Work item: Nothing but the data below, returned exactly, should appear in the answer.

Records provided:
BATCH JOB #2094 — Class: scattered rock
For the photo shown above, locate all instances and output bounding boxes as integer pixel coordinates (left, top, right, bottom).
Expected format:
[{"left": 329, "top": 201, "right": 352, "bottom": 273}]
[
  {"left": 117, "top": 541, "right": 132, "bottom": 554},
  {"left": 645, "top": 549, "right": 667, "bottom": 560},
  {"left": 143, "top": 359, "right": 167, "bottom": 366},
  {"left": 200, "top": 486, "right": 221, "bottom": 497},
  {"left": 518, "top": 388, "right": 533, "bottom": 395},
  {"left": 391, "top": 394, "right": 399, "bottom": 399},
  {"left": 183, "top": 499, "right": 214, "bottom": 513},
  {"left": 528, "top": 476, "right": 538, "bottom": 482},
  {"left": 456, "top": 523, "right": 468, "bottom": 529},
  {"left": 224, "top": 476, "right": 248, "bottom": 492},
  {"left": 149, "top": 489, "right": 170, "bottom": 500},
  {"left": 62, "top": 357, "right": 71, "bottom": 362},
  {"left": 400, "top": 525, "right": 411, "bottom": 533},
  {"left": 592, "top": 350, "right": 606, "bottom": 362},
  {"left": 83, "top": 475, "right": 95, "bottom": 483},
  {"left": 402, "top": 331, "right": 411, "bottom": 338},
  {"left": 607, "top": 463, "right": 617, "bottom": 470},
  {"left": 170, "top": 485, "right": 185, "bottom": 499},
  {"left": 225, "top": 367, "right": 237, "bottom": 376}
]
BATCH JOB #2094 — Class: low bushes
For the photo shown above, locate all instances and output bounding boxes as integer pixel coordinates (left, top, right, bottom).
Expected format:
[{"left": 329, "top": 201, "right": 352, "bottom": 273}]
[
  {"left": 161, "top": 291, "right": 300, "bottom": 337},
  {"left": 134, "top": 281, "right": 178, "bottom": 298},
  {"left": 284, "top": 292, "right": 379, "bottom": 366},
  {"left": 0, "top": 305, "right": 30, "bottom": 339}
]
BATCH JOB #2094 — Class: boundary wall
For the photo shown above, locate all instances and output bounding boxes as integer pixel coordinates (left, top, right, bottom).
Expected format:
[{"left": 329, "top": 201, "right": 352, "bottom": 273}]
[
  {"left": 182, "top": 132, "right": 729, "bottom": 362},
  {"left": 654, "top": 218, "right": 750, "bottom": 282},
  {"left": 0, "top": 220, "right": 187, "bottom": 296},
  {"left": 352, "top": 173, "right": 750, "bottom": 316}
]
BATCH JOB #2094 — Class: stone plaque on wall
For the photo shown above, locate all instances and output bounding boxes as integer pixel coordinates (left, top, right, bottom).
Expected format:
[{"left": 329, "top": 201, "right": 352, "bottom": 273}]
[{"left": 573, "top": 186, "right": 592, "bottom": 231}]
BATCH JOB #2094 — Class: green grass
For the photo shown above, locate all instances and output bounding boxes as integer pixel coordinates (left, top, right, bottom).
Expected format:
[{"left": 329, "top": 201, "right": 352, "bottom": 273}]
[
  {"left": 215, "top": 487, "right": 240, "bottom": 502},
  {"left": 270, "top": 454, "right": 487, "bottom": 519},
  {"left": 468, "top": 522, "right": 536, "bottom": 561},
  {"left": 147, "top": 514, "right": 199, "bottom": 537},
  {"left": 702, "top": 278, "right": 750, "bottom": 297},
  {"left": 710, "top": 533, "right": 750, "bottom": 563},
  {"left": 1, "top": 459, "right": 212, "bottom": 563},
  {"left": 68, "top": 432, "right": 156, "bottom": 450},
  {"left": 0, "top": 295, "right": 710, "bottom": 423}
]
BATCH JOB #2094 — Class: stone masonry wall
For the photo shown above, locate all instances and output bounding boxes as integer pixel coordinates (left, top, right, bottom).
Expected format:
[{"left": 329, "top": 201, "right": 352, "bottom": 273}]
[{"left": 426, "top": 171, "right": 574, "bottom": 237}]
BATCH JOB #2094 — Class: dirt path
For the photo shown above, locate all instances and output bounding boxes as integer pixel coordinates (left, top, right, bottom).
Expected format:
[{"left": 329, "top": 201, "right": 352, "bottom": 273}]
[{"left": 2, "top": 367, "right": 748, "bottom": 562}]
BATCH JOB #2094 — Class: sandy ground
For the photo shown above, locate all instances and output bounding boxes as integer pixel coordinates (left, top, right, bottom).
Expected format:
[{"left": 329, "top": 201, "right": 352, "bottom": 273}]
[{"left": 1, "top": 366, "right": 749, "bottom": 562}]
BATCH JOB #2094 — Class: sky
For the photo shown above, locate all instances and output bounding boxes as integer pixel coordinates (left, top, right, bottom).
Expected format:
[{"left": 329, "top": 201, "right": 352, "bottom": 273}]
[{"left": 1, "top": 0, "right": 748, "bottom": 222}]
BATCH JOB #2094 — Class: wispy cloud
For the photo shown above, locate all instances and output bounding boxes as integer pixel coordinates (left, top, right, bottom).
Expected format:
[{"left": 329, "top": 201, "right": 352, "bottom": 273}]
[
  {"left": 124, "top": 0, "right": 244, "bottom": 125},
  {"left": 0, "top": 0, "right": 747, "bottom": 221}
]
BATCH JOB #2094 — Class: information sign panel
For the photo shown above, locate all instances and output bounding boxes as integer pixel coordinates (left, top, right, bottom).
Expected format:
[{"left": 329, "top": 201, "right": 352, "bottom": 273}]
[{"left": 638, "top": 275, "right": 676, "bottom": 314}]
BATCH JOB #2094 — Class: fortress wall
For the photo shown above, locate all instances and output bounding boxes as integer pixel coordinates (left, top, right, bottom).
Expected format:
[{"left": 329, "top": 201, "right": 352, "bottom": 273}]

Answer for this exercise:
BATCH JOB #2094 — Class: scattered rock
For the photo shown above, locate all instances and output bounding boxes as integer pixel coordinates (left, top, right, bottom).
Expected format:
[{"left": 329, "top": 201, "right": 352, "bottom": 273}]
[
  {"left": 117, "top": 541, "right": 132, "bottom": 554},
  {"left": 645, "top": 549, "right": 667, "bottom": 560},
  {"left": 143, "top": 359, "right": 167, "bottom": 366},
  {"left": 200, "top": 486, "right": 221, "bottom": 497},
  {"left": 518, "top": 388, "right": 533, "bottom": 395},
  {"left": 391, "top": 394, "right": 399, "bottom": 399},
  {"left": 183, "top": 499, "right": 214, "bottom": 513},
  {"left": 528, "top": 476, "right": 538, "bottom": 482},
  {"left": 456, "top": 523, "right": 468, "bottom": 529},
  {"left": 224, "top": 476, "right": 248, "bottom": 492},
  {"left": 149, "top": 489, "right": 170, "bottom": 500},
  {"left": 62, "top": 357, "right": 71, "bottom": 362},
  {"left": 400, "top": 525, "right": 411, "bottom": 533},
  {"left": 592, "top": 350, "right": 606, "bottom": 362},
  {"left": 83, "top": 475, "right": 95, "bottom": 483},
  {"left": 402, "top": 331, "right": 411, "bottom": 338},
  {"left": 607, "top": 463, "right": 617, "bottom": 470},
  {"left": 170, "top": 485, "right": 185, "bottom": 499},
  {"left": 225, "top": 367, "right": 237, "bottom": 376}
]
BATCH JOB #2094 — Class: low bushes
For the photo shown above, locate all instances and output bounding boxes as integer pixel coordinates (left, top, right, bottom).
Expected format:
[{"left": 329, "top": 201, "right": 352, "bottom": 273}]
[
  {"left": 161, "top": 291, "right": 300, "bottom": 337},
  {"left": 134, "top": 281, "right": 178, "bottom": 298},
  {"left": 284, "top": 292, "right": 379, "bottom": 366},
  {"left": 0, "top": 305, "right": 30, "bottom": 339}
]
BATCH JOB #2094 — Class: boundary wall
For the photo shown above, locate all instances and output bounding boxes as integer pixel coordinates (left, top, right, bottom).
Expected format:
[{"left": 329, "top": 201, "right": 352, "bottom": 273}]
[
  {"left": 182, "top": 132, "right": 729, "bottom": 362},
  {"left": 654, "top": 218, "right": 750, "bottom": 282},
  {"left": 0, "top": 220, "right": 187, "bottom": 296},
  {"left": 352, "top": 173, "right": 750, "bottom": 316}
]
BATCH JOB #2094 — Class: stone plaque on wall
For the photo shown above, locate all instances and output bounding boxes as integer pixel coordinates (left, top, right, bottom).
Expected format:
[{"left": 329, "top": 201, "right": 352, "bottom": 273}]
[{"left": 573, "top": 186, "right": 592, "bottom": 231}]
BATCH JOB #2094 — Class: green grass
For the photo shown above, locate all instances and output bounding boxes as integer pixel coordinates (left, top, right, bottom).
Expected format:
[{"left": 329, "top": 201, "right": 352, "bottom": 273}]
[
  {"left": 215, "top": 487, "right": 240, "bottom": 502},
  {"left": 270, "top": 454, "right": 487, "bottom": 519},
  {"left": 468, "top": 522, "right": 536, "bottom": 561},
  {"left": 147, "top": 514, "right": 199, "bottom": 537},
  {"left": 702, "top": 278, "right": 750, "bottom": 297},
  {"left": 710, "top": 533, "right": 750, "bottom": 563},
  {"left": 1, "top": 459, "right": 212, "bottom": 563},
  {"left": 68, "top": 432, "right": 156, "bottom": 450},
  {"left": 0, "top": 295, "right": 710, "bottom": 423}
]
BATCH JOB #2094 — Class: stone masonry wall
For the photo shown above, locate all instances and output bounding boxes as integer pixel coordinates (left, top, right, bottom).
Expected format:
[{"left": 329, "top": 201, "right": 352, "bottom": 273}]
[{"left": 426, "top": 171, "right": 574, "bottom": 237}]
BATCH JOB #2094 — Class: dirt path
For the photo shown above, locate all instances and output bounding boxes as integer pixel coordinates (left, top, right, bottom).
Expected format:
[{"left": 329, "top": 201, "right": 352, "bottom": 273}]
[{"left": 2, "top": 367, "right": 748, "bottom": 562}]
BATCH JOB #2094 — Class: sandy ground
For the photo shown above, locate all instances and output bounding boxes as integer pixel coordinates (left, top, right, bottom).
Expected format:
[{"left": 329, "top": 201, "right": 352, "bottom": 273}]
[{"left": 1, "top": 366, "right": 749, "bottom": 562}]
BATCH JOB #2094 — Class: sky
For the photo shown above, locate all instances and output bounding boxes as integer pixel coordinates (left, top, right, bottom).
Expected format:
[{"left": 329, "top": 201, "right": 352, "bottom": 273}]
[{"left": 1, "top": 0, "right": 748, "bottom": 222}]
BATCH JOB #2094 — Class: wispy cloud
For the photo shown above, locate all instances and output bounding boxes as integer pixel coordinates (left, top, right, bottom).
Expected format:
[{"left": 329, "top": 201, "right": 352, "bottom": 273}]
[
  {"left": 124, "top": 0, "right": 244, "bottom": 125},
  {"left": 0, "top": 0, "right": 747, "bottom": 221}
]
BATCH JOB #2094 — Class: information sign panel
For the photo shown above, locate all instances and output bounding boxes as integer pixel coordinates (left, top, right, bottom).
Expected format:
[{"left": 329, "top": 201, "right": 352, "bottom": 273}]
[{"left": 638, "top": 275, "right": 676, "bottom": 314}]
BATCH JOB #2094 — Class: fortress wall
For the photo shown above, locate all instances and output bounding boxes as integer pixel coordinates (left, top, right, bottom).
Expected format:
[{"left": 329, "top": 201, "right": 352, "bottom": 273}]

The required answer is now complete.